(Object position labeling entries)
###

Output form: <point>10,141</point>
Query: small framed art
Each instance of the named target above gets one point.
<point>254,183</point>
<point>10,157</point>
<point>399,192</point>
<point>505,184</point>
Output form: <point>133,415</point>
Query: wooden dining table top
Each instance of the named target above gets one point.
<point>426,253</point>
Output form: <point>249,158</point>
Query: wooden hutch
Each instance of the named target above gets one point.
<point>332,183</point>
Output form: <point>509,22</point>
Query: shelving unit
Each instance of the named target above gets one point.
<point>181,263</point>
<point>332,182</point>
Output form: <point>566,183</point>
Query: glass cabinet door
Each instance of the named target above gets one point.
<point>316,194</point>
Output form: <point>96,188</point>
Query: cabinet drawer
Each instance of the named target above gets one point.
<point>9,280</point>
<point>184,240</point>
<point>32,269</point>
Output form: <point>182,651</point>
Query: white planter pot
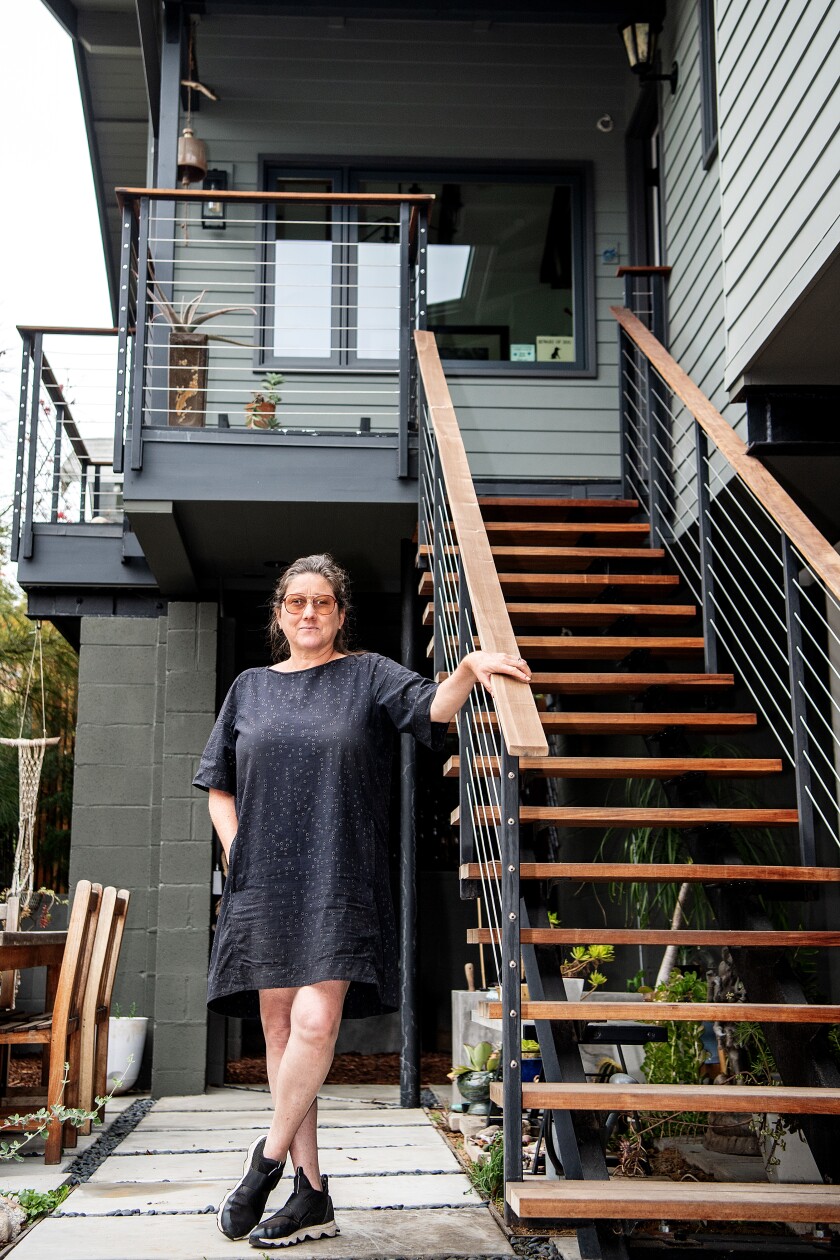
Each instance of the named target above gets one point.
<point>126,1041</point>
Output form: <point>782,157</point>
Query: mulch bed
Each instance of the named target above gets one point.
<point>348,1070</point>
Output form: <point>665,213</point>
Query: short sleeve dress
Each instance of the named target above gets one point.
<point>307,756</point>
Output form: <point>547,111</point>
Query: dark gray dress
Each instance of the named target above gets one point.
<point>307,756</point>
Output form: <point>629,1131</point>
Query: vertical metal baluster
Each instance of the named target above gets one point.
<point>467,771</point>
<point>438,565</point>
<point>57,460</point>
<point>650,436</point>
<point>22,445</point>
<point>510,967</point>
<point>141,339</point>
<point>404,338</point>
<point>34,405</point>
<point>707,566</point>
<point>122,337</point>
<point>799,706</point>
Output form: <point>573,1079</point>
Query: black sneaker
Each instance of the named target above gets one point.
<point>307,1214</point>
<point>242,1206</point>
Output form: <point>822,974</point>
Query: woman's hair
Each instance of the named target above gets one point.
<point>325,566</point>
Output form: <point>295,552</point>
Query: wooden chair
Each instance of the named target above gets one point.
<point>9,922</point>
<point>96,1007</point>
<point>58,1031</point>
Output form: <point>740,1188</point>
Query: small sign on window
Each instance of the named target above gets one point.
<point>554,349</point>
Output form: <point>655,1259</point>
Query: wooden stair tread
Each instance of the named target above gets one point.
<point>678,1012</point>
<point>632,1198</point>
<point>771,939</point>
<point>562,584</point>
<point>578,614</point>
<point>626,767</point>
<point>632,723</point>
<point>600,647</point>
<point>634,815</point>
<point>545,531</point>
<point>656,872</point>
<point>616,683</point>
<point>514,500</point>
<point>578,1096</point>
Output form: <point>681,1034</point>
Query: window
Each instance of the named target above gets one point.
<point>708,82</point>
<point>509,282</point>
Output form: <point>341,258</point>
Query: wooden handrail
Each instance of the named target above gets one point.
<point>790,518</point>
<point>248,198</point>
<point>518,716</point>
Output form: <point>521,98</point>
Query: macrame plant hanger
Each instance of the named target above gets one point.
<point>30,760</point>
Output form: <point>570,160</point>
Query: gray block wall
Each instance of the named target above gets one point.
<point>146,707</point>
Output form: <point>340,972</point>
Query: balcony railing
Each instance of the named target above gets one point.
<point>321,289</point>
<point>64,473</point>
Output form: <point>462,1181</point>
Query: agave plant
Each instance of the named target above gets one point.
<point>185,319</point>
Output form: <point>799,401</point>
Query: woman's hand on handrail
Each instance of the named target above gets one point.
<point>476,667</point>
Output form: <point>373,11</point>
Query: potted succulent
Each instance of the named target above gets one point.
<point>188,355</point>
<point>474,1077</point>
<point>261,412</point>
<point>126,1041</point>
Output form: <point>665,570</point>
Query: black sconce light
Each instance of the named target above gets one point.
<point>213,212</point>
<point>640,43</point>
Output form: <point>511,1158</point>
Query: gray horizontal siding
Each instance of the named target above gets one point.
<point>425,90</point>
<point>697,320</point>
<point>780,164</point>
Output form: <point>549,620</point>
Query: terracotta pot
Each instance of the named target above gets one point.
<point>188,357</point>
<point>260,415</point>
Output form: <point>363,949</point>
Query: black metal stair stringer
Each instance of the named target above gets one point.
<point>577,1134</point>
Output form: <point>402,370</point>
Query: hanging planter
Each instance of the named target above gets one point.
<point>188,357</point>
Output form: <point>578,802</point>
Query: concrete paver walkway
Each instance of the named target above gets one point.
<point>397,1187</point>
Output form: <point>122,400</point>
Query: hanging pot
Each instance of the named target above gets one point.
<point>188,359</point>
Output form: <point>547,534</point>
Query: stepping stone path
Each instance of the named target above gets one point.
<point>397,1187</point>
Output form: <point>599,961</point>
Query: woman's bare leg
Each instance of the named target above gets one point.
<point>275,1011</point>
<point>302,1064</point>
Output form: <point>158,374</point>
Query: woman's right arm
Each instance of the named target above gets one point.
<point>223,814</point>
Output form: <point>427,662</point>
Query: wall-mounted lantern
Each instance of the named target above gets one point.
<point>213,212</point>
<point>640,44</point>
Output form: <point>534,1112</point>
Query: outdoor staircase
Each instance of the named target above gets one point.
<point>548,553</point>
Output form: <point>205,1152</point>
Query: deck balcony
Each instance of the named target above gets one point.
<point>164,454</point>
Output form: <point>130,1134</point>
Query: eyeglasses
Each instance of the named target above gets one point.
<point>323,604</point>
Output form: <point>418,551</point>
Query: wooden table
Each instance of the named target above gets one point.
<point>20,950</point>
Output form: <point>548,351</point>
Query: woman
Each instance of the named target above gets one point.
<point>297,770</point>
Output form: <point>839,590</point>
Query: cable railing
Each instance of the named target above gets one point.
<point>495,731</point>
<point>767,581</point>
<point>63,473</point>
<point>291,313</point>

###

**Task prompt**
Reproduce every one of the records above, substituting "specified target" for each occurrence of "named target" and leaving everything else unchanged. Omit the pictures from your answer.

**The output**
Output form: <point>10,141</point>
Query: small framed art
Each instance of the specified target above gets one point.
<point>254,183</point>
<point>10,157</point>
<point>399,192</point>
<point>505,184</point>
Output form: <point>133,415</point>
Query: wooden dining table top
Each instance of the specified target above gets one point.
<point>426,253</point>
Output form: <point>249,158</point>
Query: wooden hutch
Each instance of the specified target above gets one point.
<point>332,183</point>
Output form: <point>509,22</point>
Query: shelving unit
Each instance of the specified target above gets one point.
<point>181,263</point>
<point>332,182</point>
Output form: <point>566,183</point>
Query: glass cabinet door
Each instance of the specified target above gets one point.
<point>316,194</point>
Output form: <point>96,188</point>
Query: cabinet drawer
Each instance of the specified target above gets one point.
<point>9,280</point>
<point>184,240</point>
<point>32,269</point>
Output form: <point>182,651</point>
Query: white planter pot
Each instance of the specified target above gets one point.
<point>126,1041</point>
Output form: <point>782,157</point>
Query: mulch bed
Each instance of the specified target above gets one point.
<point>348,1070</point>
Output form: <point>665,213</point>
Query: short sleeve dress
Each instance of the specified target above gets one point.
<point>307,756</point>
Output form: <point>547,111</point>
Query: dark gray dress
Each instance of the specified target above gets one point.
<point>307,756</point>
Output form: <point>629,1131</point>
Query: vertical metal baluster
Each instance of the specified target above gets one point.
<point>467,771</point>
<point>438,565</point>
<point>57,460</point>
<point>650,436</point>
<point>22,445</point>
<point>510,967</point>
<point>141,339</point>
<point>404,338</point>
<point>34,405</point>
<point>707,566</point>
<point>122,337</point>
<point>799,706</point>
Output form: <point>573,1079</point>
Query: black sneaker
Each instance of the specified target above gets one point.
<point>307,1214</point>
<point>242,1206</point>
Output form: <point>822,974</point>
Query: woman's hair
Each instance of the specified target above gets one point.
<point>325,566</point>
Output form: <point>295,552</point>
Query: wooden chair
Each instance of the specified target above gets one point.
<point>9,922</point>
<point>96,1007</point>
<point>58,1031</point>
Output form: <point>740,1188</point>
Query: small sign on window
Each instance of the specified target above gets one point.
<point>554,349</point>
Output form: <point>655,1259</point>
Query: wooden stair tread
Each instance of the specified target above gets one point.
<point>678,1012</point>
<point>632,1198</point>
<point>771,939</point>
<point>562,584</point>
<point>578,614</point>
<point>626,767</point>
<point>632,723</point>
<point>600,647</point>
<point>634,815</point>
<point>545,531</point>
<point>656,872</point>
<point>616,683</point>
<point>514,500</point>
<point>578,1096</point>
Output form: <point>681,1034</point>
Query: window
Each instance of the specified target above gets one point.
<point>708,82</point>
<point>509,282</point>
Output form: <point>341,258</point>
Query: wooden handrail
Each instance of the specified target above gets one point.
<point>790,518</point>
<point>248,198</point>
<point>518,716</point>
Output form: <point>521,98</point>
Query: macrame plant hanger
Each instance of the specified target above gets one point.
<point>30,760</point>
Output form: <point>570,160</point>
Query: gray block wall
Each instance of the specified target above gets one point.
<point>146,707</point>
Output form: <point>340,972</point>
Query: balcony railing
Each instance of the specified target above gets one point.
<point>321,289</point>
<point>64,473</point>
Output form: <point>462,1181</point>
Query: agave plant
Each instance of the specified target above gets one point.
<point>185,319</point>
Output form: <point>799,401</point>
Query: woman's hand on handrail
Each instance of the specified target above gets one point.
<point>476,667</point>
Output form: <point>373,11</point>
Query: potted succulent
Each instance of the specified target above gets one point.
<point>188,355</point>
<point>474,1077</point>
<point>261,412</point>
<point>126,1041</point>
Output form: <point>665,570</point>
Query: black sconce light
Each instance of the specified target above gets one point.
<point>213,212</point>
<point>640,43</point>
Output form: <point>511,1158</point>
Query: gray horizontal siding
Each instance of the specified target above gets one point.
<point>425,90</point>
<point>697,320</point>
<point>780,164</point>
Output form: <point>549,620</point>
Query: terracotta pot
Each instance of the specified target above gets one point.
<point>188,357</point>
<point>260,415</point>
Output form: <point>363,949</point>
Query: black metal stair stringer
Each instance of the specified target above gets one point.
<point>577,1134</point>
Output form: <point>402,370</point>
Query: hanging planter
Each instance of the specified target above gets one point.
<point>188,357</point>
Output form: <point>578,802</point>
Query: concrete paver walkway
Each instance of the specified target above gets one point.
<point>397,1187</point>
Output form: <point>122,400</point>
Query: hanging pot
Each instance of the specified target above gets one point.
<point>188,359</point>
Output form: <point>547,534</point>
Query: stepping stone path
Each instance of the specified target above gets one point.
<point>397,1187</point>
Output form: <point>599,961</point>
Query: woman's bare leg
Each instance of the specified target above gets one point.
<point>275,1011</point>
<point>302,1064</point>
Output form: <point>158,374</point>
Query: woman's right arm
Each instance of the specified target above gets one point.
<point>223,814</point>
Output form: <point>427,662</point>
Query: wall-mounted lantern
Each instance of the specified target above gets one point.
<point>213,212</point>
<point>640,44</point>
Output form: <point>534,1112</point>
Query: outdoor staircase
Each instance of the specified target above gets one point.
<point>548,553</point>
Output form: <point>205,1152</point>
Query: deck balcony
Each instance of the specified target above gets one point.
<point>164,454</point>
Output form: <point>130,1134</point>
Query: eyeglasses
Each instance of the specified target above gets one point.
<point>323,604</point>
Output form: <point>418,551</point>
Query: wooden table
Each instance of the specified target above gets one point.
<point>20,950</point>
Output form: <point>548,351</point>
Query: woman
Each instance of the specified target above gets one point.
<point>297,770</point>
Output form: <point>839,590</point>
Query: cable railing
Each instance of the specified target above gets one point.
<point>495,731</point>
<point>767,581</point>
<point>63,473</point>
<point>291,313</point>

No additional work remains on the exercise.